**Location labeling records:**
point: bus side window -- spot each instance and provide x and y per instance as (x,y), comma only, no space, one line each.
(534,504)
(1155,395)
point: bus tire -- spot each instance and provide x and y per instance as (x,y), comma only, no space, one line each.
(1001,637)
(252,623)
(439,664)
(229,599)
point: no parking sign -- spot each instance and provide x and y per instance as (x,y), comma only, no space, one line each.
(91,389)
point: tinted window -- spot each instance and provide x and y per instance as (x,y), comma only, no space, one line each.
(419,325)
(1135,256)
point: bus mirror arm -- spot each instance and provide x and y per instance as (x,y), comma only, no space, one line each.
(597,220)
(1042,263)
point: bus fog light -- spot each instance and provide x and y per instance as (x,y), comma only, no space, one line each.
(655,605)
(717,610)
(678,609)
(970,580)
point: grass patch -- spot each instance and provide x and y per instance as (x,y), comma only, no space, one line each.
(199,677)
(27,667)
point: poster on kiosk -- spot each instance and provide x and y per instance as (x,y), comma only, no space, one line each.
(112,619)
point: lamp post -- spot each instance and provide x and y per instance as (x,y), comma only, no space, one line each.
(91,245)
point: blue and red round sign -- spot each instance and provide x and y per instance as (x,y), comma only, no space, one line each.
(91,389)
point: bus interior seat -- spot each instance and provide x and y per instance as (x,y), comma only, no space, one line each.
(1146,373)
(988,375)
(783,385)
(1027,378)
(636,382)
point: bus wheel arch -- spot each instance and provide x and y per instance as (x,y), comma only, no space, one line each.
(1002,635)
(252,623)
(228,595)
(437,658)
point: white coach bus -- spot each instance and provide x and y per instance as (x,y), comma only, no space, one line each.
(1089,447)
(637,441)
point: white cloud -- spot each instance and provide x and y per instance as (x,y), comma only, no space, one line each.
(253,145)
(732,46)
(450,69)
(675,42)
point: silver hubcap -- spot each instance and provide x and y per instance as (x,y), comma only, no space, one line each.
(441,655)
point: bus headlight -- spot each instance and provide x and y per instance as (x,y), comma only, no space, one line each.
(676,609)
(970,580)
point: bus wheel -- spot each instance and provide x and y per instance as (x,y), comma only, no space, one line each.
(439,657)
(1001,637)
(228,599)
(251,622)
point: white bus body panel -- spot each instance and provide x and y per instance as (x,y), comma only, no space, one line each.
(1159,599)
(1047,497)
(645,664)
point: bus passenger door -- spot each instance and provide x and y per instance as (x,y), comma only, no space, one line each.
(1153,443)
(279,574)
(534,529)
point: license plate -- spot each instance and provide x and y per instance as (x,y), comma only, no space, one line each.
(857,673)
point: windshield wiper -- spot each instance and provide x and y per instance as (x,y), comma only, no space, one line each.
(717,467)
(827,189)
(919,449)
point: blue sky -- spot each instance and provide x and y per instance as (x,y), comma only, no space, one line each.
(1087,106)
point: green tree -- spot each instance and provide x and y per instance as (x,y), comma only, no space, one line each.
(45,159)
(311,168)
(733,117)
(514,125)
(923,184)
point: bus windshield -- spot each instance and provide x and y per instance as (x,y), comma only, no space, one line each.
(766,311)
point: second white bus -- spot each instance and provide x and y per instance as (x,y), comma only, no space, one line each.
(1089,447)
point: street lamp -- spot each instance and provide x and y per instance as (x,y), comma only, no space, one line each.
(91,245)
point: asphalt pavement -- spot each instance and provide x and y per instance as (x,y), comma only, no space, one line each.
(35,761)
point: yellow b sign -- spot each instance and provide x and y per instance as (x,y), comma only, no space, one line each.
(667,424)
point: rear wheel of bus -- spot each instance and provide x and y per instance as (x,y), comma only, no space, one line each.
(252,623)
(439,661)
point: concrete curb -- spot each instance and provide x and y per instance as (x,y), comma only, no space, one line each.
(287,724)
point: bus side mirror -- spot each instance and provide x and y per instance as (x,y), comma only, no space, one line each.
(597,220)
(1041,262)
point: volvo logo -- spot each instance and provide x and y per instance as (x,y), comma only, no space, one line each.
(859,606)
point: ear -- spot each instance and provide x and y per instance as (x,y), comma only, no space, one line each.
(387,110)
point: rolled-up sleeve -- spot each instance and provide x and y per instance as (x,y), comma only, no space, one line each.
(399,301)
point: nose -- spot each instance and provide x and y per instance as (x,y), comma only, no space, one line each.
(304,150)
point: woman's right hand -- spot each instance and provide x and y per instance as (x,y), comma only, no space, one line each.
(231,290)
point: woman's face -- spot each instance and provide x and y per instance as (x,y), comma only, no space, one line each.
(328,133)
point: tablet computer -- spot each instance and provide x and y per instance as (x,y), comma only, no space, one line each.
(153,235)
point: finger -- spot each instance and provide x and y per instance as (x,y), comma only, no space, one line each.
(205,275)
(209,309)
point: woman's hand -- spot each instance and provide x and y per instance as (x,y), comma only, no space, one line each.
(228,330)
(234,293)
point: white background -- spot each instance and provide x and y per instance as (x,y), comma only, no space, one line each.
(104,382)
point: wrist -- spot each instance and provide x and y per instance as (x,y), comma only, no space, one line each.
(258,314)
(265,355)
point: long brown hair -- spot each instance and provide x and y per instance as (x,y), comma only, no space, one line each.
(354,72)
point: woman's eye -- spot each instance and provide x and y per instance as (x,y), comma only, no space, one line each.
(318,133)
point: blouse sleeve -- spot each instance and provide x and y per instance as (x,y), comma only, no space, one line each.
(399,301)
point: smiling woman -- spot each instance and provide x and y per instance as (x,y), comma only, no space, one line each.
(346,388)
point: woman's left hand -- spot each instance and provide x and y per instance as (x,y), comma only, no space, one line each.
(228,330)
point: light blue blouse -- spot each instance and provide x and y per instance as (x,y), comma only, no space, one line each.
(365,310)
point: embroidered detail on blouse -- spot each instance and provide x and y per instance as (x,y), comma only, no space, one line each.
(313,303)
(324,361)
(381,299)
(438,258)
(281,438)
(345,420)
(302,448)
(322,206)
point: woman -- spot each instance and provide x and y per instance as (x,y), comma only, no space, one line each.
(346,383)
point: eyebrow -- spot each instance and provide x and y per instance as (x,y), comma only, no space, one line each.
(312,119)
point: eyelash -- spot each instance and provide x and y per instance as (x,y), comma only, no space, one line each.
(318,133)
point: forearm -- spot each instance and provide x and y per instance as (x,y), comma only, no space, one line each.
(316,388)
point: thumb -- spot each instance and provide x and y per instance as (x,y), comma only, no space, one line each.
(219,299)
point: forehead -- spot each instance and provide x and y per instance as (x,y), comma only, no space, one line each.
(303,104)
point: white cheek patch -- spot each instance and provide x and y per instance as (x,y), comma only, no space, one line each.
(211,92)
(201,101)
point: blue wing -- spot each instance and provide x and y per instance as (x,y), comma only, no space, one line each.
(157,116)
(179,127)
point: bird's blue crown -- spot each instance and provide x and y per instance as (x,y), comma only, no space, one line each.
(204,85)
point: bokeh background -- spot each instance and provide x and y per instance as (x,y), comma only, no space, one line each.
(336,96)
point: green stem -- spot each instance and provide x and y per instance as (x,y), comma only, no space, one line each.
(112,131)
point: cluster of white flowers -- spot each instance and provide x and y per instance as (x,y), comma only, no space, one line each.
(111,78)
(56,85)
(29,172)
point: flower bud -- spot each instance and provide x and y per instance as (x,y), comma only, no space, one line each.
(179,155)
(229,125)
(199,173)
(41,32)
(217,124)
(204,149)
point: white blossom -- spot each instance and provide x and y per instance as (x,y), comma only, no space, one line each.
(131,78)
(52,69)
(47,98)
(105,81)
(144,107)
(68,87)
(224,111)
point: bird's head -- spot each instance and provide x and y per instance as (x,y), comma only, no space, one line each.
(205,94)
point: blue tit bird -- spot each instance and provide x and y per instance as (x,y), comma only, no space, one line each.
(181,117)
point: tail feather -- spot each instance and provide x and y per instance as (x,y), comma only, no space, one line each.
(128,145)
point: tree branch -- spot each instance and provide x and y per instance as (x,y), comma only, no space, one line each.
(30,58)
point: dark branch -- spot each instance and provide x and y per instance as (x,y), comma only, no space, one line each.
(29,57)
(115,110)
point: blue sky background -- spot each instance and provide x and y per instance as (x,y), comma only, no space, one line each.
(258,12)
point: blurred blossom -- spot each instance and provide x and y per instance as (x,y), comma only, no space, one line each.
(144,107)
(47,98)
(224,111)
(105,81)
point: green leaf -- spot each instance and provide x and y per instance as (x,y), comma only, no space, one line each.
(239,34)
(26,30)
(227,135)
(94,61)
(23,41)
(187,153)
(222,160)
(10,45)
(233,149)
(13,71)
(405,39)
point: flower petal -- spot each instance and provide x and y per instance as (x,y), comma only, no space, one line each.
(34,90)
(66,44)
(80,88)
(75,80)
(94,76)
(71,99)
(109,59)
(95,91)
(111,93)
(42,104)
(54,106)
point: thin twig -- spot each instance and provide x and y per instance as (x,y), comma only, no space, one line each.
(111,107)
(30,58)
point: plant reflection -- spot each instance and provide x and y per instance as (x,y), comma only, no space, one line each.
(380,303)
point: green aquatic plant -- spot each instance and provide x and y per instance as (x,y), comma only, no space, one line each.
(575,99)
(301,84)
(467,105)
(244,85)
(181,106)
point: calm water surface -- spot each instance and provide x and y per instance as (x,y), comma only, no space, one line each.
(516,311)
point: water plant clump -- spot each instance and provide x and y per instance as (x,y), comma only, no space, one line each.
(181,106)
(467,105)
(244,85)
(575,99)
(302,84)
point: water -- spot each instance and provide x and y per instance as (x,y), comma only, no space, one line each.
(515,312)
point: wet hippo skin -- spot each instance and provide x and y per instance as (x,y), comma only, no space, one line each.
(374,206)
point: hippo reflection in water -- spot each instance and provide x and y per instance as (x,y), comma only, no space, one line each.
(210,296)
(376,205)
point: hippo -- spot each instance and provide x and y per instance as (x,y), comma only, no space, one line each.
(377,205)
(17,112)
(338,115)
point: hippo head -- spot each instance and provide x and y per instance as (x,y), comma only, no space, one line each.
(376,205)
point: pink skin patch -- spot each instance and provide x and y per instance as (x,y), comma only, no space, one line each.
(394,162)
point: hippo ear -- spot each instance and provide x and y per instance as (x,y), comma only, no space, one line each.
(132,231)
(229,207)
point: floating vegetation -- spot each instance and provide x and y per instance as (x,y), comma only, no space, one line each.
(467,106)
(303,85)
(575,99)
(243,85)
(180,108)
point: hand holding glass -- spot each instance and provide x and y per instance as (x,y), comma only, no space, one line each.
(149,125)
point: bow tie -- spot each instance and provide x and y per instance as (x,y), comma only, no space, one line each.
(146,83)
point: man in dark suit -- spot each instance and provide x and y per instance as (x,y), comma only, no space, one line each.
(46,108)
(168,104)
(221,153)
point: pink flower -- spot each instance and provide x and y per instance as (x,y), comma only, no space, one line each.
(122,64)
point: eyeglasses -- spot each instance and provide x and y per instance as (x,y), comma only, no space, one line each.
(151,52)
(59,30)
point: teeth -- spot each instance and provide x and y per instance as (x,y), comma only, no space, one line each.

**SHORT TASK:** Only the lines from the one containing "point: hippo head" to the end of the listing belong in the output, each reproduced exactly.

**FULL ANSWER:**
point: hippo head -- spot each instance and provide x and y per instance as (x,y), comma only, no space, one line each.
(376,205)
point: pink skin patch -- spot each instance and provide x and y per instance as (x,y), comma only, no space, one line each.
(394,162)
point: hippo ear -- spot each instance and provide x and y per instance as (x,y), comma only, no space, one line each.
(132,231)
(229,207)
point: floating vegetation -- spot each instance and provide x and y per instance as (x,y), comma only, no space, one line each.
(467,106)
(303,85)
(575,99)
(243,85)
(180,108)
point: hand holding glass -- spot each instance and provide x and y per instance as (x,y), comma only, no space, one line each.
(149,125)
point: bow tie -- spot each instance and provide x and y per instance as (x,y), comma only, no space, one line each.
(146,83)
point: man in dark suit -- spot each instance and provide x and y per instance as (x,y), comma only, no space, one line each.
(46,108)
(168,104)
(221,153)
point: pink flower -- spot each instance and provide x and y per instance as (x,y), comma only, no space, one line each.
(122,64)
point: eyeglasses -- spot each instance and provide x and y per instance as (x,y), comma only, no space, one line each.
(151,52)
(59,30)
point: teeth -- spot each instance and provide x and y per instance as (x,y), comma only, no space, one line each.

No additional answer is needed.